(Given request 1) Print the part of the forum thread below word for word, from "# London Plane" up to and including "darren636 (1 Feb 2014)".

(Article)
##############################

# London Plane branches use in aquarium?



## BoneDrop (1 Feb 2014)

Hello, this is my first post after lurking for a while, and i was wondering can you use London plane branches as driftwood? I am talking about the Platanus genus, i have read that they naturally grow in riparian and wetland habitats and their roots are resistant to rot... They grow all over my city and their branches dry fall off all the time, and they look nice, so i was wondering if i can collect them and use them in my scape?


----------



## darren636 (1 Feb 2014)

Just as long as its not from old Kent road


----------



## BoneDrop (2 Feb 2014)

Thanks, it's not from Old Kent Road but they still are mostly next to big roads, ill have to find one away from traffic and snatch a branch.


----------



## dw1305 (2 Feb 2014)

Hi all,
Plane (_Platanus x acerifolia_) is fine, we've got a lot of trees on the University campus, and you can often pick up dead branches. I used the leaves as well as leaf litter for a while (they are also rot resistant) without any problem. A couple of Australian _Apistogramma_ keepers had unexplained fry death when they were using the leaves so I'm not using them at the moment (I have plenty of alternatives).

cheers Darrel


----------



## BoneDrop (2 Feb 2014)

Thank you Darrel, its good to know someone else used it with successes before i tried it myself. Cheers!


----------

##############################

(Material provided)
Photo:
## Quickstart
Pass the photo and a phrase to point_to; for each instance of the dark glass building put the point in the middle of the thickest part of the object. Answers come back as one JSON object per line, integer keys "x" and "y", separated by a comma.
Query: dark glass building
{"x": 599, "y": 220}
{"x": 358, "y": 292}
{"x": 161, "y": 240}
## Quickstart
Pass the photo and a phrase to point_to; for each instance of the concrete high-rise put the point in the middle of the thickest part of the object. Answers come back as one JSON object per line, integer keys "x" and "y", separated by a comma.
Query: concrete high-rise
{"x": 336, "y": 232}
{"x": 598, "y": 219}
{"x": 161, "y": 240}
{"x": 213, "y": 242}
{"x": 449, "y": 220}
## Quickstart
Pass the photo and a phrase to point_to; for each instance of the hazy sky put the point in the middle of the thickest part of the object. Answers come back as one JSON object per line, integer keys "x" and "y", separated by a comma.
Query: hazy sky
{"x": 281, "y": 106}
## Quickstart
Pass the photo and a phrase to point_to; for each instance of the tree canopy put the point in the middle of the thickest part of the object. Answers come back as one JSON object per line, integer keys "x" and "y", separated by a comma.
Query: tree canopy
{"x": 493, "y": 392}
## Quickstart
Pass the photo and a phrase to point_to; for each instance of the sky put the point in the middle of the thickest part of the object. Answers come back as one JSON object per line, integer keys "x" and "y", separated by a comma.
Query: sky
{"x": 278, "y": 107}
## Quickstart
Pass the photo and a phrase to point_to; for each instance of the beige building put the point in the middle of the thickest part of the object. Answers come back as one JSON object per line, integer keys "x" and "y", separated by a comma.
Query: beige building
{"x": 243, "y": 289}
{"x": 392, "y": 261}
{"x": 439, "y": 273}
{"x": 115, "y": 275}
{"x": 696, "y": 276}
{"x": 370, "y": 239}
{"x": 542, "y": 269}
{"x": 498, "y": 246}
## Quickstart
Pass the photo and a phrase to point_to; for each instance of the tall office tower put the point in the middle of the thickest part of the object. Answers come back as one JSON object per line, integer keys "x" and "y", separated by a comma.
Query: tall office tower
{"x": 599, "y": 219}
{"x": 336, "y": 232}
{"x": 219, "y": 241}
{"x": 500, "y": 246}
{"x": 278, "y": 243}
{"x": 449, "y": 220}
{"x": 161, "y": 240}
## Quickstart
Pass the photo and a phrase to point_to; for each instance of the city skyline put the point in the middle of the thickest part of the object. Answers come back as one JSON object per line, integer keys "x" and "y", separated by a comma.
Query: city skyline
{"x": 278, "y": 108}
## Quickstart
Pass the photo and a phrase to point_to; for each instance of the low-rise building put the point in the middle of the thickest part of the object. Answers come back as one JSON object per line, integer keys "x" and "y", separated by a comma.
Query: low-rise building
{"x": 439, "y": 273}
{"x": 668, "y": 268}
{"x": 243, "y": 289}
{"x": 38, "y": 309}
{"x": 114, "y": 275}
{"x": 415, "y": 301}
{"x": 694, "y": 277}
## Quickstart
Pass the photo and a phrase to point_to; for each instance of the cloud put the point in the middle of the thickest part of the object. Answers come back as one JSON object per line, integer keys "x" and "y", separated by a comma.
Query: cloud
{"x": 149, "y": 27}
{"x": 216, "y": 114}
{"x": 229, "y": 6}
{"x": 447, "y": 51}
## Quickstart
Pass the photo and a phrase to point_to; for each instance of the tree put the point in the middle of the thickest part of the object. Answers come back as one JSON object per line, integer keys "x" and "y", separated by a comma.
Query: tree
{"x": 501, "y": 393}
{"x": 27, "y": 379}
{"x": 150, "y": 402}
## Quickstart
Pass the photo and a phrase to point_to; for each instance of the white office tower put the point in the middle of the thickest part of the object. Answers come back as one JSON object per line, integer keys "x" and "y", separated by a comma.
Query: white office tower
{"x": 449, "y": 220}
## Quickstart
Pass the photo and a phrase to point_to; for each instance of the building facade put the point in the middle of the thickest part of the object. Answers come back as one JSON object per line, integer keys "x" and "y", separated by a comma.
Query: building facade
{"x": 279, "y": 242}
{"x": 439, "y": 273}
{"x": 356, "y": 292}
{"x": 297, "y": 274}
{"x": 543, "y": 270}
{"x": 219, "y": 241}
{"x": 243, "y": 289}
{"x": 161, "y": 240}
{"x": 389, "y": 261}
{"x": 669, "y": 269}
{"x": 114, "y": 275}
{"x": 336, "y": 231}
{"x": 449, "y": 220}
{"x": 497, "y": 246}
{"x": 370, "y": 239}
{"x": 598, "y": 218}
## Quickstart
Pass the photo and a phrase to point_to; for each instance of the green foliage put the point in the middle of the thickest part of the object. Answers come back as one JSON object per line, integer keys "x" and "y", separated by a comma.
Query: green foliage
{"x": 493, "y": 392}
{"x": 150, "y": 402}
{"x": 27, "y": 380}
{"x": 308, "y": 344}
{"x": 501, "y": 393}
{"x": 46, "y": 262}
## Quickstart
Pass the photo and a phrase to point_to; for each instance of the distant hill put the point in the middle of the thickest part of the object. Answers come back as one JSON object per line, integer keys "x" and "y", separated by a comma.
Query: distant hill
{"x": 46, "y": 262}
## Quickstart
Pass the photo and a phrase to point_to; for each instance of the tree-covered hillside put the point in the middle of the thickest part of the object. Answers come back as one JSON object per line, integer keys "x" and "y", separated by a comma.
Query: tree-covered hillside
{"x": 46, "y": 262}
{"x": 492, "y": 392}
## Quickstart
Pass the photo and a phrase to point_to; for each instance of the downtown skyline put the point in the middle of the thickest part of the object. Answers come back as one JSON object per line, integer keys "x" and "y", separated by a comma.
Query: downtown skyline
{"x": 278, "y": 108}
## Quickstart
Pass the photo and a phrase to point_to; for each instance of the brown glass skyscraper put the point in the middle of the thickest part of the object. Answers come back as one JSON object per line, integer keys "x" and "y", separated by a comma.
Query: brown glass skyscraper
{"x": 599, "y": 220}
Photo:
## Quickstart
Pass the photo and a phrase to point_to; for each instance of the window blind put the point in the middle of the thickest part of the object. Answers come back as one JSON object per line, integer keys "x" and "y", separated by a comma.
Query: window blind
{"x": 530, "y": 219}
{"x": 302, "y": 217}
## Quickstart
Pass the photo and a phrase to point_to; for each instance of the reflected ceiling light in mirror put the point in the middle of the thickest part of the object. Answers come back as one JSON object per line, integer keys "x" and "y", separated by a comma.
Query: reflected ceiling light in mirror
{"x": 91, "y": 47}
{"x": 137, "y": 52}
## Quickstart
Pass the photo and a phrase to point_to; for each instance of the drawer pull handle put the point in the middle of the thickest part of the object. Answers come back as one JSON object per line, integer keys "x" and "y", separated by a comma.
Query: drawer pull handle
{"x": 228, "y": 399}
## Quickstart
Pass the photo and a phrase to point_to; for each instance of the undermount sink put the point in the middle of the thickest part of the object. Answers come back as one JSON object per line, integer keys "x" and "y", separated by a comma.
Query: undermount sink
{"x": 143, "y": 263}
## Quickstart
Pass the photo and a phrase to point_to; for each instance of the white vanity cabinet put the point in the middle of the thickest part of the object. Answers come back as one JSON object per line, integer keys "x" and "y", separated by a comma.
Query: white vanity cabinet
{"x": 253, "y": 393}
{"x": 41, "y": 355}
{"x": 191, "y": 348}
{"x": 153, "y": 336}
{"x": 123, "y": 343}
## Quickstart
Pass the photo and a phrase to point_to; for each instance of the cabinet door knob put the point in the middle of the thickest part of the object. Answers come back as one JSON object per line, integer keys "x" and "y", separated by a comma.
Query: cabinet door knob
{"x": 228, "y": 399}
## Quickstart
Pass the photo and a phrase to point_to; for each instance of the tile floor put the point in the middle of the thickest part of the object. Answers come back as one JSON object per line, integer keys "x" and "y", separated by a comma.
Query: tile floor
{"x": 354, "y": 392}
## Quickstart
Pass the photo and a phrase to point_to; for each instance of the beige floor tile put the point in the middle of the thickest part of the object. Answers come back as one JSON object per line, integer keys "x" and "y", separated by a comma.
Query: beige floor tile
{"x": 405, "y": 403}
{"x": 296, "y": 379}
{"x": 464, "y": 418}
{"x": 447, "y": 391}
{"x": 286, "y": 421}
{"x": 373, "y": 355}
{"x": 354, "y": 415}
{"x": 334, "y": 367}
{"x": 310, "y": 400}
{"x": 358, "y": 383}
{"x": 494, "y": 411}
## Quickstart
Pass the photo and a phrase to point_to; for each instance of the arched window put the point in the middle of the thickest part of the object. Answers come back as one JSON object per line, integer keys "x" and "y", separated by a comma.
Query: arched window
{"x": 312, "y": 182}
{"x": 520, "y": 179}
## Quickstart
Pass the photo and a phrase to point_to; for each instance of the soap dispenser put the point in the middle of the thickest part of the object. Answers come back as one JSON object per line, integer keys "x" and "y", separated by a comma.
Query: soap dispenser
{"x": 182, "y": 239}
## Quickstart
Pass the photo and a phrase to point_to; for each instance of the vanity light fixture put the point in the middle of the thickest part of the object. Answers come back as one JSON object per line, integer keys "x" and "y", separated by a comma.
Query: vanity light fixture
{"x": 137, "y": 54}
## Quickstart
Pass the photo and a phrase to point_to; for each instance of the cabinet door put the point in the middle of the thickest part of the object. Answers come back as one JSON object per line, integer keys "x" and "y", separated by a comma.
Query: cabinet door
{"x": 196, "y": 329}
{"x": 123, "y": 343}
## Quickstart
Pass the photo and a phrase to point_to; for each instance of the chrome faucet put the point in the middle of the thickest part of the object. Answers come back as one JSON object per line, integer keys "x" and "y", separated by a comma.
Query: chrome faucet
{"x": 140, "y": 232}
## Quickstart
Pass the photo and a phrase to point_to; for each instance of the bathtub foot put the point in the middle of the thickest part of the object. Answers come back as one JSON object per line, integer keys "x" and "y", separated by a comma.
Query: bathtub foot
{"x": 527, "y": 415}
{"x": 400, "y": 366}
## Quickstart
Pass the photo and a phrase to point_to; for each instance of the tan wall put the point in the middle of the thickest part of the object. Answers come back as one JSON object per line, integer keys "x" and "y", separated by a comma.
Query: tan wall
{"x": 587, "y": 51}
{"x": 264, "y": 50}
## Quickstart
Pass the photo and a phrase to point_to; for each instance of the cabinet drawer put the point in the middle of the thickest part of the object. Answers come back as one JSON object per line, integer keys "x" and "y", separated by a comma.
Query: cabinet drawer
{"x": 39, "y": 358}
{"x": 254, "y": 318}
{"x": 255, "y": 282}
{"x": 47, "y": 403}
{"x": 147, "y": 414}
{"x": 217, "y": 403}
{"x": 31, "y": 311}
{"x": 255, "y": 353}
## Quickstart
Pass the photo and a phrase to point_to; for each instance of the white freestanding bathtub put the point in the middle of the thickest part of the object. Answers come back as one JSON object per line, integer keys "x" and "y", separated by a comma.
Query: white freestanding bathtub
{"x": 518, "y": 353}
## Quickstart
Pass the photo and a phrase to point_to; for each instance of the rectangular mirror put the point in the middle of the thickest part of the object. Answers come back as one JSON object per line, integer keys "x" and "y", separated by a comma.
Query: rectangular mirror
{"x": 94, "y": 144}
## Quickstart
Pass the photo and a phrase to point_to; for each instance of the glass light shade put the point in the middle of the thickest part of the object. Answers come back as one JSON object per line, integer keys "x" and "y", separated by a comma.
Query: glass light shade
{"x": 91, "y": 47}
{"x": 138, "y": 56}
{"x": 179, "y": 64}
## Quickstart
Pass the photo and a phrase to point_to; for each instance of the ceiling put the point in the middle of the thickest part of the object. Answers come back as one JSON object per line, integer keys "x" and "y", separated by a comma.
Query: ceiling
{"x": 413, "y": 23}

##############################

(Given request 2) Filter the listing above down to every line in which "freestanding" appears as a standalone word, and copy those lines unchanged.

(Complete output 1)
# London Plane branches use in aquarium?



## BoneDrop (1 Feb 2014)

Hello, this is my first post after lurking for a while, and i was wondering can you use London plane branches as driftwood? I am talking about the Platanus genus, i have read that they naturally grow in riparian and wetland habitats and their roots are resistant to rot... They grow all over my city and their branches dry fall off all the time, and they look nice, so i was wondering if i can collect them and use them in my scape?


----------



## darren636 (1 Feb 2014)

(Complete output 2)
Pass the photo and a phrase to point_to; for each instance of the white freestanding bathtub put the point in the middle of the thickest part of the object. Answers come back as one JSON object per line, integer keys "x" and "y", separated by a comma.
Query: white freestanding bathtub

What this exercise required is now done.